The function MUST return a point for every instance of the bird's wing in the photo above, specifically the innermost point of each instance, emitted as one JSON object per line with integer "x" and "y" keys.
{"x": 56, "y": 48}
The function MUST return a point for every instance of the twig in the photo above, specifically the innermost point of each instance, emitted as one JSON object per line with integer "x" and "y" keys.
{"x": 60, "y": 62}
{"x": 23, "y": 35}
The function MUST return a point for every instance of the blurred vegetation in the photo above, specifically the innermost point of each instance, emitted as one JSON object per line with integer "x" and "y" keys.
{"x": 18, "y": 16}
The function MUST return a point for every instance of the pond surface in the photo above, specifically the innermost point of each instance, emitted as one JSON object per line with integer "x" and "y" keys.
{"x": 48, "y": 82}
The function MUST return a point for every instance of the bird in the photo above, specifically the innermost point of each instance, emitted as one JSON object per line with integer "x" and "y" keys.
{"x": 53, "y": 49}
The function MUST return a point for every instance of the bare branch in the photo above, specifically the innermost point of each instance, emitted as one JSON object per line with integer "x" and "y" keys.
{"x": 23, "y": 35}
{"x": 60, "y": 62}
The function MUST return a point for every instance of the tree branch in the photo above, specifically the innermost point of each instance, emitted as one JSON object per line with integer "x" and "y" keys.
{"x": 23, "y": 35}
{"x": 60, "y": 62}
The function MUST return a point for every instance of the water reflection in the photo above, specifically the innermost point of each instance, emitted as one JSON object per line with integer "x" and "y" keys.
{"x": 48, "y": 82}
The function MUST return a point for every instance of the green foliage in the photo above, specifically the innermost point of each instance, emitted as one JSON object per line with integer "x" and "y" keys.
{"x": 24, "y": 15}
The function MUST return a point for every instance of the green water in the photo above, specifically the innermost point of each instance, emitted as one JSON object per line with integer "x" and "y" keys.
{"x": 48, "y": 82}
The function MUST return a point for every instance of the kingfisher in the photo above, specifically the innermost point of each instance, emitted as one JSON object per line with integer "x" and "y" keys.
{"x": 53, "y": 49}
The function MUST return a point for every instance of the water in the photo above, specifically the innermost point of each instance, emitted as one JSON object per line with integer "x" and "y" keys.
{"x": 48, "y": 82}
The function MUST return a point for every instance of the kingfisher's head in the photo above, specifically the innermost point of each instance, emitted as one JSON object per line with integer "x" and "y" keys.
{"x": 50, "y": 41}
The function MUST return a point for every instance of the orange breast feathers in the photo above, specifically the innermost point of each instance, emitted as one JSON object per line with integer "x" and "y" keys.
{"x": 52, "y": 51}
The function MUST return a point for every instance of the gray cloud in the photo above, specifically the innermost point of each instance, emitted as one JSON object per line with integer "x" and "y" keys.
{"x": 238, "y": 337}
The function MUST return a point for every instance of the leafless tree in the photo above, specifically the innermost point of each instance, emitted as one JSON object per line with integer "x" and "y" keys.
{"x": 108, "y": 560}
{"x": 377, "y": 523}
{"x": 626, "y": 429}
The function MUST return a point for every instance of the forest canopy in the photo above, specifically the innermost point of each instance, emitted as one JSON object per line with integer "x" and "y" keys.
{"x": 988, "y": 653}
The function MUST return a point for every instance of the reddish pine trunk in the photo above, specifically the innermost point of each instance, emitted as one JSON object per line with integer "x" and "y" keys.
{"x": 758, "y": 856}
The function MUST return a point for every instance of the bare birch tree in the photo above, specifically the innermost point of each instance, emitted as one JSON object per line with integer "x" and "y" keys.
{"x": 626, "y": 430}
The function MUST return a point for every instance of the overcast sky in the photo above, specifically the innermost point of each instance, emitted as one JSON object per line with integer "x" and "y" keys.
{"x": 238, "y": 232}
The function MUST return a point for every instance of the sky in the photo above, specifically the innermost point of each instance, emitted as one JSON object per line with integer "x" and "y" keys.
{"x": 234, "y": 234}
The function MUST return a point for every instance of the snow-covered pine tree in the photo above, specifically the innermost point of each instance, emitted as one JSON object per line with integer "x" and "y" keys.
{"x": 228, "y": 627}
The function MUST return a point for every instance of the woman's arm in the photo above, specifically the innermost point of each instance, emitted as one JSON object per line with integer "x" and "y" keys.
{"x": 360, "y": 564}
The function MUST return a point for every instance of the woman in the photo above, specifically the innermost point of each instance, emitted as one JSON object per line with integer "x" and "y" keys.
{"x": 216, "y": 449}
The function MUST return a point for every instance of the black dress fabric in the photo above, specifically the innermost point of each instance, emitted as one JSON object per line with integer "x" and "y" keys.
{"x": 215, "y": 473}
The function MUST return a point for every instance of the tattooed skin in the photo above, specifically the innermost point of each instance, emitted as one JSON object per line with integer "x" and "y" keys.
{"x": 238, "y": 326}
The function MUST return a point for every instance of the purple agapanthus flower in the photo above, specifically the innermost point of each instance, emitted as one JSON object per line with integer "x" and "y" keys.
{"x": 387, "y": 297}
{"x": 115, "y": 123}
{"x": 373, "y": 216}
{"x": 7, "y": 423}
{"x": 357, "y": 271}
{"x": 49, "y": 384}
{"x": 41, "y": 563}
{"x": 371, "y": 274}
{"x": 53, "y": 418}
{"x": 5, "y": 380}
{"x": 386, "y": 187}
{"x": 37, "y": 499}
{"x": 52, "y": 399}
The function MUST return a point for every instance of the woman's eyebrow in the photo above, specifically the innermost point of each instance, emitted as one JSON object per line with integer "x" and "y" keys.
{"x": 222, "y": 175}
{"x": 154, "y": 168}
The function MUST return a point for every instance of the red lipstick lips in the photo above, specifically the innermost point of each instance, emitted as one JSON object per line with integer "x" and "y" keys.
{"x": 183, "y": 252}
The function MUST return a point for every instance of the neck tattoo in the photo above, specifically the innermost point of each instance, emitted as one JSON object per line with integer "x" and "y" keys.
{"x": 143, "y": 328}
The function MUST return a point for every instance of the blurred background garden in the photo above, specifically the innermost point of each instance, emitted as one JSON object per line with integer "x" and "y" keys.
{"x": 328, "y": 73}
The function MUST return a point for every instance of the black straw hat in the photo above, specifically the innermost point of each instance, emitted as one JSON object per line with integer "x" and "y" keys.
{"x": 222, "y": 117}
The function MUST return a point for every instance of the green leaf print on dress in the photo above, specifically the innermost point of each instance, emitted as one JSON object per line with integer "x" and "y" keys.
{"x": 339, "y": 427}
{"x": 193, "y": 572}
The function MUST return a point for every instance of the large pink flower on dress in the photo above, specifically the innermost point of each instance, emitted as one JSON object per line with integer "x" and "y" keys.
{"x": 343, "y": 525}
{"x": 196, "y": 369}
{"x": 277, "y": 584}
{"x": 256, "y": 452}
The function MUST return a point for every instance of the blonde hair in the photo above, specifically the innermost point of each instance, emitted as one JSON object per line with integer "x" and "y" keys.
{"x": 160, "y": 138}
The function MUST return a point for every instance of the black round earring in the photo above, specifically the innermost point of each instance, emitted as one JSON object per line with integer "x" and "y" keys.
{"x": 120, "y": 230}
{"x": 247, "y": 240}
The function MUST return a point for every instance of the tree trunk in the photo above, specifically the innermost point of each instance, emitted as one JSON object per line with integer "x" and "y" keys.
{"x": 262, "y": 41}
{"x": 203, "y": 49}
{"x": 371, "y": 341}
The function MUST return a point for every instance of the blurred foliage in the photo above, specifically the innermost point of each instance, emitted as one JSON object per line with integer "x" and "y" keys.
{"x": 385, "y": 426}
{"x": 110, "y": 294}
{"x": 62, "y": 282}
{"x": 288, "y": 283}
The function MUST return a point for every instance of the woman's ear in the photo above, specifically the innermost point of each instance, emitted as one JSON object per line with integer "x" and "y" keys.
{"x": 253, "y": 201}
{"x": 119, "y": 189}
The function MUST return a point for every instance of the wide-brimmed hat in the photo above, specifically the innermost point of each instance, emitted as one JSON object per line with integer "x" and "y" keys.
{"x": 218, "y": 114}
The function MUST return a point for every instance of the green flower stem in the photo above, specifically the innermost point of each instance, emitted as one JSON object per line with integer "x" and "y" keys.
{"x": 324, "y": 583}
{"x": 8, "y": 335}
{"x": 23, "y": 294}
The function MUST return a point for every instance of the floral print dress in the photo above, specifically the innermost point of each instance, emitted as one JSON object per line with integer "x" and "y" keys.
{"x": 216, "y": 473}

§ EXERCISE INSTRUCTIONS: Copy word for word everything from the line containing "of the floral" down to the end of the records above.

§ SOLUTION TO THIS TASK:
The function MUST return a point for every instance of the floral print dress in the photo above, specifically the innermost point of each instance, emitted as one JSON object per line with integer "x" and "y" keys.
{"x": 216, "y": 473}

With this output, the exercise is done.